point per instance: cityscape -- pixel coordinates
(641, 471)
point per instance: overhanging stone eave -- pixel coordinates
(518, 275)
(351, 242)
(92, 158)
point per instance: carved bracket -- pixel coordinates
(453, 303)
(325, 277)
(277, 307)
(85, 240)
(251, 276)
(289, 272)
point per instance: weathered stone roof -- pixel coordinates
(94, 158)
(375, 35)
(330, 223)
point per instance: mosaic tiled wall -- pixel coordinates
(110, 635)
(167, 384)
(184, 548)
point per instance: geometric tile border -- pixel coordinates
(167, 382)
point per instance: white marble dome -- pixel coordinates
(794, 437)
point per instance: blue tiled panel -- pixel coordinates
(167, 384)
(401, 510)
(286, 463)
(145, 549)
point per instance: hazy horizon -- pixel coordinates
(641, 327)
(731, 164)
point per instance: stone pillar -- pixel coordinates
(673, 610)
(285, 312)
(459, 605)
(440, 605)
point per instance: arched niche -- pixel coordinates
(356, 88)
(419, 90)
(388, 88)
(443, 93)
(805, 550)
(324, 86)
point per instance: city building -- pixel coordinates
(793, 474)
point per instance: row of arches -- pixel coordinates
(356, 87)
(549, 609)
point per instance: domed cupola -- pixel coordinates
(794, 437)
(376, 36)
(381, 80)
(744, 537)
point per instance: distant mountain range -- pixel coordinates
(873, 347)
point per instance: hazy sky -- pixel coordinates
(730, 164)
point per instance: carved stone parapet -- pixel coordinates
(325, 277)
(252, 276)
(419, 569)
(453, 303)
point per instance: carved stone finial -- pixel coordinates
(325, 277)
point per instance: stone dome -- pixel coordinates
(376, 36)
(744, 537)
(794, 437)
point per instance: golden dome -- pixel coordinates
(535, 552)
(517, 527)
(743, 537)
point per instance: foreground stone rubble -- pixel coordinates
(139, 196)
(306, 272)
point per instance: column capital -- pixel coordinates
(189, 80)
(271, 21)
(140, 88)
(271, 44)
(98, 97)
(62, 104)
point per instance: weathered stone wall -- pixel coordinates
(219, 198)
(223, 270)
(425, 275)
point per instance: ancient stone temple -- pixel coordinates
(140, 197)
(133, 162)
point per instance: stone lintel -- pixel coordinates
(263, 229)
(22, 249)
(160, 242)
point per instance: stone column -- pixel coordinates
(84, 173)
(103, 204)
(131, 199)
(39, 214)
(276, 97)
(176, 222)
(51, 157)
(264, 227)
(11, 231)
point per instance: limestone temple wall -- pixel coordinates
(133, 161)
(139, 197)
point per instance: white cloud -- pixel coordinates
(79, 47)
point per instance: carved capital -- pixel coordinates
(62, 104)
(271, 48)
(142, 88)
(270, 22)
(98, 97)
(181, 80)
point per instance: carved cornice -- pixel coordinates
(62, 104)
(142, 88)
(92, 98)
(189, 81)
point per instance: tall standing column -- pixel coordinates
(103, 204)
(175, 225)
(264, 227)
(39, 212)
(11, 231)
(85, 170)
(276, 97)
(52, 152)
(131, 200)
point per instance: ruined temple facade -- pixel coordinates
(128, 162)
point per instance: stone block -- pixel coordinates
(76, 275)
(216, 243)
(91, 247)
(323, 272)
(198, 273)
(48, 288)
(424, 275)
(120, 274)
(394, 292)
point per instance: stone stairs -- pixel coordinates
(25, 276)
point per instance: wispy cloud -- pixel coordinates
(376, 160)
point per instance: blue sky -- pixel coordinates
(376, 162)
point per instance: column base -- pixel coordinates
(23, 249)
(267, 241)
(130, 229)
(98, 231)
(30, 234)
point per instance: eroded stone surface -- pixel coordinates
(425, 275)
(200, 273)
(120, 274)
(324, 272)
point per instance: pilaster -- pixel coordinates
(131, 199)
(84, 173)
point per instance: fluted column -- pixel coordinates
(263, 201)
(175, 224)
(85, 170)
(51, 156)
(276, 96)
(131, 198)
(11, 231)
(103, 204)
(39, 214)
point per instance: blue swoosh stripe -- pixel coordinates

# # # # # # #

_GIVEN REQUEST_
Copy the stretch from the line containing "point per instance: carved cornice" through the end of the rows, changing every "column" to "pillar" and leaving everything else as it is.

_SOLVED EXERCISE_
point per instance: carved cornice -- pixel coordinates
(62, 104)
(142, 88)
(92, 98)
(189, 81)
point per instance: tall standing pillar -- pixel coordinates
(103, 204)
(175, 225)
(264, 227)
(39, 212)
(11, 231)
(85, 170)
(276, 97)
(52, 152)
(131, 200)
point per instance: ruined temple facade -- pixel coordinates
(128, 162)
point per instance: stone block -- pixel coordinates
(76, 275)
(216, 243)
(91, 247)
(323, 272)
(198, 273)
(48, 288)
(424, 275)
(120, 274)
(394, 292)
point per instance: stone stairs -- pixel coordinates
(25, 276)
point per instance: wispy cloud -- pixel coordinates
(376, 160)
point per instance: blue sky -- pixel coordinates
(376, 162)
point per instance: pillar base -- pixel coordinates
(23, 249)
(267, 241)
(130, 229)
(98, 231)
(30, 234)
point per instance: eroded stone surface -- pixel coordinates
(425, 275)
(200, 273)
(120, 274)
(324, 272)
point per instance: pilaster -- pixel coordinates
(131, 199)
(84, 173)
point per instance: fluted pillar -- pixel coordinates
(263, 201)
(175, 224)
(85, 170)
(51, 156)
(276, 96)
(131, 198)
(11, 231)
(103, 204)
(39, 214)
point per instance: blue swoosh stripe -- pixel coordinates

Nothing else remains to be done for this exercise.